-- Supplied text start --

Thursday, August 25, 2011

Sharky the Tiburon

Sometime in August of 2004 I was browsing for a new car. At the time I owned a 1995 automatic Nissan 240SX that was small, rear-wheel drive and automatic. Great car if you don't live in a snowy climate and don't enjoy driving. Unfortunately Utah = snow and automatic = boring. I decided that I needed something more front wheel drive and manual transmission. I'd driven an RSX which I loved, but just didn't have 21,000 for. I also drove a GTI which was pretty cool, but such a hideous vehicle. I went to a sale that was happening across from the apartment my mom lived at and looked at a 2003 Eclipse. I liked it, but after driving it I was very unimpressed with how heavy it felt. The salesman showed me a 2001 Tiburon FX which I liked considerably, but it had 80,000 miles on it and I'd heard bad things about Hyundai's. Then as I was leaving I saw this black car that I didn't recognize. Someone had just traded it in, it hadn't even been detailed yet. I went and found the salesperson and asked him about it and he said I could take it for a drive if I wanted, so I did. It was incredible. It sounded so throaty but calm and accelerated so freely and took corners almost like my 240sx, but felt more stable. I wanted it, but I didn't know anything about these cars and figured it was out of my price range.

I then found out (for better and for worse) that these Hyundais have terrible resale values and this car which cost about $23,000 brand new was only $16,000 a year later. As an 18 year old with a crappy job this was way out of my price range, fortunately I was 18 and still full of stupid choices so I bought it.



Little did I know that it would become one of the best stupid choices I've ever made.

Within the first 6 months of owning this car I had to have nearly everything replaced. Fortunately it had an extended 100,000 mile bumper to bumper warranty that the previous owner had bought for it so most of it was free, but the clutch, flywheel and pressure plate was not free. This was a $1,400 repair that made me hate this car with a passion. I wanted someone to just steal it from me so I could make an insurance claim and go buy another 240sx. At least that car never broke.

After having Hyundai replace a window motor, a power steering pump, a fuel pump, a radiator, an AC compressor and replacing the clutch assembly with my own money the car finally started working. I began to slowly fall in love with the car and for the next 6 years I never had a single major repair on the vehicle.

I'd take it to Bountiful on countless trips to see friends through any kind of weather and it handled like a champ.



I remember dating a girl who went to school at the school I would later call my alma mater, Utah State, and driving up there to see her a few times. Once Joe and I went up to see her and her roommate and we both ended up fooling around with our partner in Sharky. Kind of an awkward memory to look back on, but a funny one nonetheless.

At some point around my 21st birthday I realized that driving home from Halo parties at the same time successful people were making their morning commutes to work kind of made me a loser. I decided to start college. I needed the Hyundai to commute to and from Weber State and I made my first morning commute in the vehicle. Later I used the car as a subject for a photography assignment I had to take in the most pointless class I ever took in college, Art 1010.

-- Supplied text end --
-- Data supplied start --

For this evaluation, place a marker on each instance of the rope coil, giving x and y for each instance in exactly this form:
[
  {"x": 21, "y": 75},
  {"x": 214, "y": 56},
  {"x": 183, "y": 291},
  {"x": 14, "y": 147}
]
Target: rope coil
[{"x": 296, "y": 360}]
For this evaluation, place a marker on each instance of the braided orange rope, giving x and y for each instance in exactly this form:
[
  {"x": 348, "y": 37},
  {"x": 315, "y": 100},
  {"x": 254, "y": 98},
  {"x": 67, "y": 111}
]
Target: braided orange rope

-- Data supplied end --

Aim of the exercise:
In the text about the Tiburon, rewrite the passage that begins at the words "I then found" and stops after "I bought it.", using "poor resale values" in place of "terrible resale values".

Response to the exercise:
I then found out (for better and for worse) that these Hyundais have poor resale values and this car which cost about $23,000 brand new was only $16,000 a year later. As an 18 year old with a crappy job this was way out of my price range, fortunately I was 18 and still full of stupid choices so I bought it.